Retype every entry word for word.

☆ ☆ ☆ ☆ ☆ ☆ ☆

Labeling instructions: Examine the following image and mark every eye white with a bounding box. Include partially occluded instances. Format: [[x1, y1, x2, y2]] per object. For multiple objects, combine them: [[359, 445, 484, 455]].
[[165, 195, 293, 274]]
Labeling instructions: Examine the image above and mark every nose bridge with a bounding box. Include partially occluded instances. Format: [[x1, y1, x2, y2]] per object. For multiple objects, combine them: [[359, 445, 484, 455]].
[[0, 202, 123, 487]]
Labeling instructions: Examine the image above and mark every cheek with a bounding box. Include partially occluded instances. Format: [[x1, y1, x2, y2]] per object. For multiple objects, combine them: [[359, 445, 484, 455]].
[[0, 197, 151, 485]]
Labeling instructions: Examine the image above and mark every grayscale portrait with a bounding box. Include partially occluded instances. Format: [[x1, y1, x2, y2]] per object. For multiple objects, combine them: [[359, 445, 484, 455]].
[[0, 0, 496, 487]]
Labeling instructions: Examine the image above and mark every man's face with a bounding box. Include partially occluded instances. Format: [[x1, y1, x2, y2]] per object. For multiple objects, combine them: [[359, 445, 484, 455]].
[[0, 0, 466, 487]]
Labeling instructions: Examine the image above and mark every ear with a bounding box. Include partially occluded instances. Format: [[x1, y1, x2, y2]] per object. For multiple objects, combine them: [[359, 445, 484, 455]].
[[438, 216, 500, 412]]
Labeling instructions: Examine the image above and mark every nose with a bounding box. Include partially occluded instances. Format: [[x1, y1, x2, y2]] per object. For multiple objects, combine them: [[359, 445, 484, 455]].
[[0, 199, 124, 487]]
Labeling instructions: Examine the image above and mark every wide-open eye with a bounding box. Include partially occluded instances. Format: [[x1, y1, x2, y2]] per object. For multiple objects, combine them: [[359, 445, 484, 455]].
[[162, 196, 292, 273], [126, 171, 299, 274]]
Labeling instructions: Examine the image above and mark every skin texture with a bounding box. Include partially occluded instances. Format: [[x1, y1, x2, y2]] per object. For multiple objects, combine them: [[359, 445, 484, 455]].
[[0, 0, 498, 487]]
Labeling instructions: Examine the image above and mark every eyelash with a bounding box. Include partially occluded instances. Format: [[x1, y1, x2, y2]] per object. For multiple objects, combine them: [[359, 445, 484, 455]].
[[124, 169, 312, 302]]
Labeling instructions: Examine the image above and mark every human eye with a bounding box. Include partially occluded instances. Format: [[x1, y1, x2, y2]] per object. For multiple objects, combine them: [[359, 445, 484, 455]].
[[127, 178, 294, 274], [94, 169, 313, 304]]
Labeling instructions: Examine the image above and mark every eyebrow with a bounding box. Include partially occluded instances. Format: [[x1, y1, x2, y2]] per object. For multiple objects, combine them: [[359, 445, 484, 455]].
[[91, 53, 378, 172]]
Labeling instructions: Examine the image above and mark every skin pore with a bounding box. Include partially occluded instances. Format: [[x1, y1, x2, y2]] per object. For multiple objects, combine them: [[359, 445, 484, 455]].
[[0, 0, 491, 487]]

☆ ☆ ☆ ☆ ☆ ☆ ☆

## THE REPLY
Labeling instructions: Examine the following image and mark every eye white with a bounding box. Include partially occluded instances. Format: [[x1, y1, x2, y2]] per object. For multiple objects, combine them: [[359, 445, 484, 455]].
[[165, 195, 293, 274]]
Labeling instructions: Examine the image above and mark every nose bridge with a bounding box. Include partially occluded instances. Format: [[x1, y1, x2, y2]] per object. For multiple objects, combine them: [[359, 445, 484, 455]].
[[0, 202, 123, 487]]
Labeling instructions: Examine the image above and mark every cheek with a bounding box. Include partially occluded instances. Format: [[x1, y1, x2, y2]] per object. For multiple objects, combine them: [[359, 445, 484, 455]].
[[0, 197, 151, 485]]
Labeling instructions: Examine the image above and mark every grayscale portrait with a bounding box. Include partially occluded instances. Format: [[x1, y1, x2, y2]] per object. For multiple objects, combine them: [[359, 445, 484, 455]].
[[0, 0, 496, 487]]
Labeling instructions: Examine the image above and mark every man's face with a bounding box. Include partially occluded instances. Format: [[x1, y1, x2, y2]] per object. For multiple objects, combine them: [[359, 445, 484, 455]].
[[0, 0, 466, 487]]
Labeling instructions: Examine the image above and mark every ear with a bounding box. Include partially occluded instances. Format: [[x1, y1, x2, y2]] per object. For multiple objects, combine them: [[359, 445, 484, 455]].
[[438, 216, 500, 412]]
Labeling instructions: Examine the image above and mark every nose with a bounding box. Include partially occluded instances. Format: [[x1, y1, x2, y2]] per object. For multiple objects, combine them: [[359, 445, 484, 455]].
[[0, 199, 124, 487]]
Labeling instructions: Examine the image above and mark every wide-open eye with a bounding box. Include partially occluded instances. Format: [[x1, y1, x2, y2]] per object. For multiple objects, combine them: [[359, 445, 484, 455]].
[[162, 196, 292, 273], [126, 171, 299, 274]]
Labeling instructions: Examine the image above and mark every skin texture with a bounding box. Include partially occluded instances. Format: [[x1, y1, x2, y2]] per object. For multiple objects, combine them: [[359, 445, 484, 455]].
[[0, 0, 498, 487]]
Labeling instructions: Examine the image above and mark every eyelash with a bounding box. Include partially occluded instances. Format: [[x1, y1, x2, y2]] per object. For multiple objects, combine them: [[359, 445, 484, 455]].
[[124, 169, 312, 302]]
Labeling instructions: Examine the image above and mark every human eye with a bounding box. Include partially occluded instances. Format: [[x1, y1, x2, y2]] per object. For multiple objects, combine them: [[359, 445, 484, 455]].
[[127, 178, 294, 274], [94, 169, 313, 304]]
Labeling instructions: Examine the image above and mark every eyebrow with a bounding box. Include partially occluded instances. Format: [[x1, y1, x2, y2]] per object. For multiple objects, combine them: [[359, 445, 484, 455]].
[[91, 53, 378, 172]]
Labeling instructions: Examine the image above and mark every skin pore with a bounding box. Include partially occluded instances. Format: [[x1, y1, x2, y2]] per object. For multiple objects, combine them: [[359, 445, 484, 455]].
[[0, 0, 491, 487]]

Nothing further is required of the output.